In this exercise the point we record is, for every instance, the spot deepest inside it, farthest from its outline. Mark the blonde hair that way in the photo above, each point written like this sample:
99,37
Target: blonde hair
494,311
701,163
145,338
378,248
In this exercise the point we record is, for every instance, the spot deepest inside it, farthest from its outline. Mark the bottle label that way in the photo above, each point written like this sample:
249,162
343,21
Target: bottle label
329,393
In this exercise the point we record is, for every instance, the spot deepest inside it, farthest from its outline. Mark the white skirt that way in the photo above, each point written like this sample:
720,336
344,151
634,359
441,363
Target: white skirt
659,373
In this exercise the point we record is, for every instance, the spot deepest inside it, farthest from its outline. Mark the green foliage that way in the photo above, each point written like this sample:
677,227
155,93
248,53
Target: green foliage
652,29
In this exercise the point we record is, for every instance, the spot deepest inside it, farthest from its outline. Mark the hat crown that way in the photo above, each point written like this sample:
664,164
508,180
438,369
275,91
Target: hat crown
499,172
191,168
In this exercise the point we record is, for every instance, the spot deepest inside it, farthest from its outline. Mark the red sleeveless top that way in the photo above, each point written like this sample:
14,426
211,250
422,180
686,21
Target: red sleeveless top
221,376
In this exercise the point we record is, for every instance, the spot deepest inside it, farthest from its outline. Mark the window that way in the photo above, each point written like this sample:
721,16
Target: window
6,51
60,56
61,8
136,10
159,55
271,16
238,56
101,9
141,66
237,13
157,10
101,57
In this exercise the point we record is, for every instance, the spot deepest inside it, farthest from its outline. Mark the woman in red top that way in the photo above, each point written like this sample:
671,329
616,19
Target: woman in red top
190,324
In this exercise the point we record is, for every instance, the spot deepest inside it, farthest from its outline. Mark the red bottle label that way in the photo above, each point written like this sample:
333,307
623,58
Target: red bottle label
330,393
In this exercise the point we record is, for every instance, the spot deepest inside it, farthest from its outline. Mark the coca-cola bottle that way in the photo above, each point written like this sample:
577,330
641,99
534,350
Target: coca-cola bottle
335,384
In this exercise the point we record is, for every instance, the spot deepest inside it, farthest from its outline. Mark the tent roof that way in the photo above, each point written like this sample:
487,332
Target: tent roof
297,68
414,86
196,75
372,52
+ + + + + + +
TASK:
Copy out the records word for word, starting at the line holding "Mark the woman" and running through the final line of the records, with both ends included.

FINISHED TASK:
In this exercise the point we record is, for every instance, the spot deepest inside it, farthest from its outline. Mark the woman in red top that way in the photo above, each point written like this sample:
671,329
616,19
Target: woman in red top
190,324
In this exercise the point we record is, for every instance, the spot deepest inside it, farthest from its outline. Mark the red bottle label that way in the photo above, each point written like this sample:
333,307
623,58
Target: red bottle label
330,393
In this exercise the point we record is, for every instance, the spot deepest inside it, farthest from its outline. Mark the coca-cola bottle that way in the photo above, each point written like this sample:
577,330
641,99
534,350
Target: coca-cola bottle
335,384
In this exercise the point we record is, for every instance, the spot deepest inside it, farthest from its outline. Mark the tent roof that way in the photo above, each point written like this sample:
487,332
Target: tent roof
297,68
414,86
196,75
372,52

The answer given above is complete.